**Exercise aim:** An identical reprint of the entire listing below is expected.

┄┄┄┄┄┄

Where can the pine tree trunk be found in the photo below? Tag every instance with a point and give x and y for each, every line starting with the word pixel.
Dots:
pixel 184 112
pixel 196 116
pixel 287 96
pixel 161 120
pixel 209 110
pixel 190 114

┄┄┄┄┄┄

**Answer to this problem:**
Where can the pine tree trunk be found in the photo below? Tag every instance with a point and give x and y for each, every line starting with the word pixel.
Dots:
pixel 184 112
pixel 196 116
pixel 287 96
pixel 161 120
pixel 209 110
pixel 190 114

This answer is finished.